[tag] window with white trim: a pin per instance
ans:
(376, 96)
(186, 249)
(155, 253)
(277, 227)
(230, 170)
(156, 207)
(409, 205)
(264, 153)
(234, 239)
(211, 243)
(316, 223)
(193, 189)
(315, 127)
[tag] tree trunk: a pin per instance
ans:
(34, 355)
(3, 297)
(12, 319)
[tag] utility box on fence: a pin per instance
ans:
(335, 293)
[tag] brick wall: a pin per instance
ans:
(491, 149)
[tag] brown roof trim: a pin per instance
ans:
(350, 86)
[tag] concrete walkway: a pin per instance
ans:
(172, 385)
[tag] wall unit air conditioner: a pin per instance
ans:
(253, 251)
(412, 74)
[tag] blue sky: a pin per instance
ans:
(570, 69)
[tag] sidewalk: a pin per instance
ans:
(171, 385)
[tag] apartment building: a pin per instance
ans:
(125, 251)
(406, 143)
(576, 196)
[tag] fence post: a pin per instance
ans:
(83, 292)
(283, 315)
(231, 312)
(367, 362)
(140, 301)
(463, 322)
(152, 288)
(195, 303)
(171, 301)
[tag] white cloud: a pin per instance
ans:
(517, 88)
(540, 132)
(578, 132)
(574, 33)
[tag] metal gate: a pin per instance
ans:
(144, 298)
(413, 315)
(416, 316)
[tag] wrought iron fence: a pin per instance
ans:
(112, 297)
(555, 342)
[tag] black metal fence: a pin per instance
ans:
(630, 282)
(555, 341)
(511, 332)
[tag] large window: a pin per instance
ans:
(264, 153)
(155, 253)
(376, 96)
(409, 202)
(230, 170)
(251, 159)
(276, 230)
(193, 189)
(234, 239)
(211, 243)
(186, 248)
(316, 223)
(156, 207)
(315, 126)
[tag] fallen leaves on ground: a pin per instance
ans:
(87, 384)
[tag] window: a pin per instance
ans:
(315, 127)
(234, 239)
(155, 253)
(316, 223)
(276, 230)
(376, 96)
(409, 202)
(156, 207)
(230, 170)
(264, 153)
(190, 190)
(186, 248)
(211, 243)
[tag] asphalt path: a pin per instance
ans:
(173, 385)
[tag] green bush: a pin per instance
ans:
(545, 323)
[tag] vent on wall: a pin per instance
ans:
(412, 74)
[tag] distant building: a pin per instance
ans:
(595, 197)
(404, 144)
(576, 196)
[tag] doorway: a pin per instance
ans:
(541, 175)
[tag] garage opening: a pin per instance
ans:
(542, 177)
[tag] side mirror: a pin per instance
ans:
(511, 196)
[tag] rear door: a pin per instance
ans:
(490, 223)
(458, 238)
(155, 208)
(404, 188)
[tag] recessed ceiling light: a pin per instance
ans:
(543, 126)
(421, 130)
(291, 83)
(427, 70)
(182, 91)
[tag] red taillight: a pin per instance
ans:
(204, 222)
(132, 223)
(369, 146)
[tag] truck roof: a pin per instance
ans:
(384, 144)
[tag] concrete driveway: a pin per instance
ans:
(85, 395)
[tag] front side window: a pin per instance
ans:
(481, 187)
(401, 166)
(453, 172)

____________

- **Exercise directions**: From the records above, extract every entry exactly as given.

- **Answer for the task**:
[tag] window with white trim: a pin per instance
ans:
(376, 96)
(186, 249)
(155, 253)
(277, 227)
(230, 170)
(156, 207)
(409, 205)
(264, 153)
(234, 239)
(211, 243)
(316, 223)
(193, 189)
(315, 127)
[tag] tree trunk: a pin per instance
ans:
(34, 355)
(3, 297)
(12, 319)
[tag] utility box on fence: a pin per instance
ans:
(335, 293)
[tag] brick wall: a pin per instance
ans:
(491, 149)
[tag] brown roof trim: a pin per instance
ans:
(350, 86)
[tag] concrete walkway: a pin per instance
ans:
(172, 385)
[tag] wall unit air conditioner: a pin per instance
ans:
(253, 251)
(412, 74)
[tag] blue sky: a pin per instance
ans:
(570, 69)
[tag] sidewalk: a pin per instance
ans:
(171, 385)
[tag] apartment building: a pin per instance
ans:
(125, 251)
(406, 143)
(576, 196)
[tag] fence post: a pin per instance
ans:
(83, 292)
(283, 315)
(231, 312)
(367, 362)
(140, 301)
(463, 322)
(152, 288)
(195, 303)
(171, 301)
[tag] white cloud: a pin per instance
ans:
(517, 88)
(540, 132)
(578, 132)
(574, 33)
[tag] metal gate: a pin per instance
ans:
(144, 298)
(413, 315)
(416, 316)
[tag] wrought iron fence: a pin per instance
ans:
(112, 297)
(555, 342)
[tag] black metal fence: a pin per instance
ans:
(630, 282)
(555, 341)
(511, 332)
[tag] large window: a pin per instance
ans:
(264, 153)
(155, 253)
(376, 96)
(409, 202)
(230, 170)
(251, 159)
(276, 230)
(193, 189)
(234, 239)
(211, 243)
(186, 248)
(316, 223)
(156, 207)
(315, 126)
[tag] fallen leaves on ground: a pin per instance
ans:
(87, 384)
[tag] window: a pin per instance
ans:
(315, 127)
(234, 239)
(155, 253)
(316, 223)
(276, 230)
(376, 96)
(409, 202)
(156, 207)
(230, 170)
(264, 153)
(190, 190)
(186, 248)
(211, 243)
[tag] asphalt path: a pin per instance
ans:
(173, 385)
[tag] green bush: a pin per instance
ans:
(545, 323)
[tag] vent on wall: a pin per instance
ans:
(412, 74)
[tag] distant building: a pin per instance
ans:
(595, 197)
(404, 144)
(576, 196)
[tag] doorway: a pin per instance
ans:
(541, 175)
[tag] garage opening: a pin per instance
ans:
(542, 177)
[tag] side mirror: a pin per instance
ans:
(511, 196)
[tag] rear door: a pin per instance
ans:
(490, 223)
(458, 238)
(155, 208)
(404, 188)
[tag] recessed ceiling light: a pin per instance
ans:
(543, 126)
(421, 130)
(291, 83)
(427, 70)
(182, 91)
[tag] red taillight: a pin per instance
ans:
(204, 222)
(132, 223)
(369, 146)
[tag] truck roof: a pin per instance
ans:
(384, 144)
[tag] concrete driveway: a pin per instance
ans:
(85, 395)
[tag] front side window: a pin per instance
ans:
(481, 187)
(401, 166)
(453, 172)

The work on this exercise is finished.